Text excerpt -
==================================================
Session #2 (Part 1) Internet 101

Do I really need to know how it works?

You don't need to know how the telephone system works in order to use it, but the Internet isn't quite as transparent as the phone system.

An understanding of how it works will help you make better decisions about content, better decisions about what services to provide, etc.

The Internet has four histories:

The Internet wasn't planned or designed per se, it evolved, the work of numerous organizations.

It although the "founders" had a lot of insight, emphasized expdandability and scalability.

I'll be explaining Internet technology with a historical perspective…explaining how various aspects of the Internet work as they were developed. But keep in mind that a historical view of the Internet would have four distinct streams:

Technological

How the hardware, software, and communications evolved.

Organizational

Cooperation on the national and international levels, between government and academia, the formation of numerous oversight and standards bodies.

Commercial

How the system adapted to accommodate private industry, and how businesses and publishers embraced and it

Social

Acceptance, Internet mania, Internet phobia, Internet addiction, etc.


  1. Definition of the Internet (A Network of Networks)
    1. "An amorphous collection of unique networks sharing common addressing scheme and using compatible communications technology."
    2. Food for thought: Why does it have a "the" in front of it? Why is it capitalized? Compare it with network, intranets, extranets.
    3. Internet vs. Private networks (AOL, CIS, Prodigy -- until recently, these were separate networks, perhaps with gateways to provide internet access. Now, users are "on" the internet when they log on… more later)
  2. Origins of Internet technology
    1. The telephone system

      (You can use a telephone line to connect, but the Internet is not the same network.)

      1. A circuit-switched network: when you called someone, a discreet circuit was opened up between you and your calling party. When you talked, 'information' was passed, but when silent, the lines were empty.
      2. OK for voice traffic until the 60s, when the phone companies researched other technologies, such as Time Division Multiplexing, and packet switching.
      3. Transition to digital: Once the whole phone system was analog…now, it is only analog from your handset to the telephone company, where it becomes digital. This is why we still need modems.
    2. The military
      1. At the same time (late 60s) the military searched for ways to use networks, and create ARPANET. (Advanced Research Projects Network)
      2. ARPANET tried to find a way to connect all the various military networks, which included satellite and radio. (It operated numerous networks throughout the 70's)
      3. Survivability: Another requirement the military had was that the Internet survive in case of nuclear war: if one node was wiped out, the network would survive.
==================================================
Data segment -
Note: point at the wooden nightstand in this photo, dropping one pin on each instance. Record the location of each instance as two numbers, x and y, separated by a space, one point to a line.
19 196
==================================================
To be done -
Please name the kind of network that the Internet 101 text says the telephone system was.

Response for this exercise -
A circuit-switched network.